# Problem
Beginning with the line where "For every instance of the blue jeans" appears, please restate each line of the records below word for word until the last one, inclusive, and nothing else.

==== Dataset entries

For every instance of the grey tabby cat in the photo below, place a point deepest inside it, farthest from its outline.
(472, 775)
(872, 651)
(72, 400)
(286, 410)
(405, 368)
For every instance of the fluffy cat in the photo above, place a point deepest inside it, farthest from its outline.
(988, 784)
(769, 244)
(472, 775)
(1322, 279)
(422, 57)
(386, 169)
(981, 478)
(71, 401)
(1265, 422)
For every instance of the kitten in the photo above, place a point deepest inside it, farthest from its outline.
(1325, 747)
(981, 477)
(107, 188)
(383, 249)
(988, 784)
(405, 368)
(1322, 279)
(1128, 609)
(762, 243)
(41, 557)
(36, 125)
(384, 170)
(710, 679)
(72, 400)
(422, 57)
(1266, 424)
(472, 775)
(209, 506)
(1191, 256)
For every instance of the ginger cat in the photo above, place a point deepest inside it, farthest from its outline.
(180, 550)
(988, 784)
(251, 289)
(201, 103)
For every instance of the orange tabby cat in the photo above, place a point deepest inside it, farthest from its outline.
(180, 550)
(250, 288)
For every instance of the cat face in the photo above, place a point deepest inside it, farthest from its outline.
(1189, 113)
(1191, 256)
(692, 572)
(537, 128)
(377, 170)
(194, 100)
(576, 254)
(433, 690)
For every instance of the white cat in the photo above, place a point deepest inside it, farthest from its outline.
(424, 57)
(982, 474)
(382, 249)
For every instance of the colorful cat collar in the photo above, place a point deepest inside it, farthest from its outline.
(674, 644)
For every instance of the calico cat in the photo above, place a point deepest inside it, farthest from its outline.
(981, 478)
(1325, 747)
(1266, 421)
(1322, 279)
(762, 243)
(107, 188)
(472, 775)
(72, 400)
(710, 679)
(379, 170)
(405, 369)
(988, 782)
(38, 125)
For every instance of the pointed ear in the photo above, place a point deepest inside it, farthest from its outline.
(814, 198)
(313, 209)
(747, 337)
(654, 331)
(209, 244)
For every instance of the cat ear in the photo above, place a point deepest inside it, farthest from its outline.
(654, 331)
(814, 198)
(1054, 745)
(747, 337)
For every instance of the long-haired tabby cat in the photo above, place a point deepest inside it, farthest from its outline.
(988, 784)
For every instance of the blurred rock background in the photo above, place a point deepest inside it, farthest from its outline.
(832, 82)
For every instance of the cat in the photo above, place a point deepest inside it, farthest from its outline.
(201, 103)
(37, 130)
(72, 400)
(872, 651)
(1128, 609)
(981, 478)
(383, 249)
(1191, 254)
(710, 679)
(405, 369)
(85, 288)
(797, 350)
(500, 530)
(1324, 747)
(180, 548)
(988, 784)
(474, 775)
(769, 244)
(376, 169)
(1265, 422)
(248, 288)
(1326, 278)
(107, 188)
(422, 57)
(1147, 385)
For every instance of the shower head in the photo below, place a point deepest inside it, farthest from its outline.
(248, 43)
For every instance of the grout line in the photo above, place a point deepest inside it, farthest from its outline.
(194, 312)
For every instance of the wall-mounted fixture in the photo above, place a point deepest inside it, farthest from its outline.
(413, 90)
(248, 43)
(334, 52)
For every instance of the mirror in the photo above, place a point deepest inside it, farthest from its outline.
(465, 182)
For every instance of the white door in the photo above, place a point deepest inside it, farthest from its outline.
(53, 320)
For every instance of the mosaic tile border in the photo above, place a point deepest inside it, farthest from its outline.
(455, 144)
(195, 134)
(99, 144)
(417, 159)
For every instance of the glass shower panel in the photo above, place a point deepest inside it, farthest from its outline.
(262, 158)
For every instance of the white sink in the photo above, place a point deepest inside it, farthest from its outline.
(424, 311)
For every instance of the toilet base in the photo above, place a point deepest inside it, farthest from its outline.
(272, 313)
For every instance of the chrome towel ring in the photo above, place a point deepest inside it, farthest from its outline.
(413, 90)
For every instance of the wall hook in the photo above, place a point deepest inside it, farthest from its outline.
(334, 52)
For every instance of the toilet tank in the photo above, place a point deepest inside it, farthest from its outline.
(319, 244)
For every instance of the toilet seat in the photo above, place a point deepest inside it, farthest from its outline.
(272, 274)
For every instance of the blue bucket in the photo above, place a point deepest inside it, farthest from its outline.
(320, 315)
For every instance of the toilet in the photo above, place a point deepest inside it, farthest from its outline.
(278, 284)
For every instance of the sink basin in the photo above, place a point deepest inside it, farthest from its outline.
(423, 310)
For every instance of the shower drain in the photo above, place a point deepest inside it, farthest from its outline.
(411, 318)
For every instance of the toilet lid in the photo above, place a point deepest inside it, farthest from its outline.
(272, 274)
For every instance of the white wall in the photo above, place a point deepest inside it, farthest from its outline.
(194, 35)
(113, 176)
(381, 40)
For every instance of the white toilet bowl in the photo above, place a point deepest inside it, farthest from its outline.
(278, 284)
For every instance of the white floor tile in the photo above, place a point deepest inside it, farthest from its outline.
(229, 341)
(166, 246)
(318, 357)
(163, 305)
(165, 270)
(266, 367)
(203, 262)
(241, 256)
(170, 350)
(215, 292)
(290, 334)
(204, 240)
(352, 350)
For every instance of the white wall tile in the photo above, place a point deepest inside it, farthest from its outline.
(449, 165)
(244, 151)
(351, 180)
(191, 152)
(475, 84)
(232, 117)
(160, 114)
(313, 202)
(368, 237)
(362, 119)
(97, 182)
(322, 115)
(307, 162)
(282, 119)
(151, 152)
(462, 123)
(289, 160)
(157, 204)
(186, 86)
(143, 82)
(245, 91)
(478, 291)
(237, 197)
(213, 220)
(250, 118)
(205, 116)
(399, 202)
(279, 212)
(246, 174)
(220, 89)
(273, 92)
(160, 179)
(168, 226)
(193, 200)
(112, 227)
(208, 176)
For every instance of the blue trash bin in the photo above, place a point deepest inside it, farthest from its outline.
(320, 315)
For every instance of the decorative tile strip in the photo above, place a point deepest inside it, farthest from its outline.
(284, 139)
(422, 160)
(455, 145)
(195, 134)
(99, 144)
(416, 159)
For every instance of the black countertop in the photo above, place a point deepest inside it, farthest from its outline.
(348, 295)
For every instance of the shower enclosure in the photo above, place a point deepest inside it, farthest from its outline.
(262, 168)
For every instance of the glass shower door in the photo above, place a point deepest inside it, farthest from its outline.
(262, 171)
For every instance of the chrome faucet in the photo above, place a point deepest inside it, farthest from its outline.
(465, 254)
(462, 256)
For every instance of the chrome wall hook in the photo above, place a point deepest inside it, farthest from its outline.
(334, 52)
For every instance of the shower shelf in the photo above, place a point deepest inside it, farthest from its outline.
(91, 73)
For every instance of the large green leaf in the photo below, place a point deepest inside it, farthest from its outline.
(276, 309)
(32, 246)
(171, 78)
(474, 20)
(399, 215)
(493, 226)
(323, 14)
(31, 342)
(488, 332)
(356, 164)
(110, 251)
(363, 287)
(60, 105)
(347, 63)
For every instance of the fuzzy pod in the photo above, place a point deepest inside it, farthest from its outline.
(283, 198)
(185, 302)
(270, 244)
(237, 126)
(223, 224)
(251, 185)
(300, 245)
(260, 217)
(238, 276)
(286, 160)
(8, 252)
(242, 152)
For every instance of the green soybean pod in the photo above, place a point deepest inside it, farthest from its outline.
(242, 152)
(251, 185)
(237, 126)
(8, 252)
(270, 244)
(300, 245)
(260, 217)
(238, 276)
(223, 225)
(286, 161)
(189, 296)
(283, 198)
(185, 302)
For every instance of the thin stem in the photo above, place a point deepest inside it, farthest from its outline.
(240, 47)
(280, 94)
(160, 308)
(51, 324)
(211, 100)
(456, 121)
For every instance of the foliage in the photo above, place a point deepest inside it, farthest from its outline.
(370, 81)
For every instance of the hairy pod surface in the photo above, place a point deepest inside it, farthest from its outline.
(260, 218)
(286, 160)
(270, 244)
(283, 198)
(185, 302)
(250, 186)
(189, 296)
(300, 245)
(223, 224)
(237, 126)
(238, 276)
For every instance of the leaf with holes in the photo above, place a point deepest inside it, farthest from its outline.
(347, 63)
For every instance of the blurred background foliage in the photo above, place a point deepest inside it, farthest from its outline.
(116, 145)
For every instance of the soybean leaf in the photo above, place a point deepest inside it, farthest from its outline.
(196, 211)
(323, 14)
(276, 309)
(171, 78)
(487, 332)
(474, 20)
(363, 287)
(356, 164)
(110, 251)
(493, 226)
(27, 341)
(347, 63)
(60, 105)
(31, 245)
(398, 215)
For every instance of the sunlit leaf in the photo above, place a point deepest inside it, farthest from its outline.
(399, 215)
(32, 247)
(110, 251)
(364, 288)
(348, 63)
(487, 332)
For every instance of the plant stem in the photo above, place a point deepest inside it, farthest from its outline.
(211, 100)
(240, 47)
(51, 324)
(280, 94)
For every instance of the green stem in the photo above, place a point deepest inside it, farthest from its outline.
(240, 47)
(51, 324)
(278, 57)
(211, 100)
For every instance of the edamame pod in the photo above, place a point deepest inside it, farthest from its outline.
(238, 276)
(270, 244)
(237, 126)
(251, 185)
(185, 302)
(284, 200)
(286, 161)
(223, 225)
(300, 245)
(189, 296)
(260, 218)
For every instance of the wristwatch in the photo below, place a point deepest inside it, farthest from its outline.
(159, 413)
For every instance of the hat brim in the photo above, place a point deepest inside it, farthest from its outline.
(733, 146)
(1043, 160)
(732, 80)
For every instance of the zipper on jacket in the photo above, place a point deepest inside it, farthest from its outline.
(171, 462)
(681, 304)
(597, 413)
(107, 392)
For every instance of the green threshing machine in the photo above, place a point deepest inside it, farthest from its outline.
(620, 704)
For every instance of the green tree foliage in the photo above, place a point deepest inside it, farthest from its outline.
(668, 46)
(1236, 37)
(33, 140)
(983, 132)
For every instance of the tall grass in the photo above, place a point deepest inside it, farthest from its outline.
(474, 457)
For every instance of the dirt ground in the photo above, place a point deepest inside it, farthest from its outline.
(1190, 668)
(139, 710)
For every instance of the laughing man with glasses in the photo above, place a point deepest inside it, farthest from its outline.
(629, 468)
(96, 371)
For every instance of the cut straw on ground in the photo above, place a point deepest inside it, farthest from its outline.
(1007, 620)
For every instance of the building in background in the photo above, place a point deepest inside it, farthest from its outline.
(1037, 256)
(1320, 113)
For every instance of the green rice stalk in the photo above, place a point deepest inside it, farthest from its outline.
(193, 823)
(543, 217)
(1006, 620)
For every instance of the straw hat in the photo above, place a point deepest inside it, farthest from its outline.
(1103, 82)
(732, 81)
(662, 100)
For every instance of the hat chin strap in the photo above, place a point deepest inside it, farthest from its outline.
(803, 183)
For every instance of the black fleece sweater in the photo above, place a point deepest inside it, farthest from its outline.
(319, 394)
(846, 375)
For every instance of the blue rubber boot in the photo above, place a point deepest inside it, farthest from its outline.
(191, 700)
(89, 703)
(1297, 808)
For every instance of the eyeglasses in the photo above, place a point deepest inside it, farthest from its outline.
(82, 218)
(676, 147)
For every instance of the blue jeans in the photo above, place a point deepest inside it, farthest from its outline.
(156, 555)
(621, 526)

========

# Answer
For every instance of the blue jeans in the photo above, place a point deepest inside it, farthest from its outline.
(156, 555)
(621, 526)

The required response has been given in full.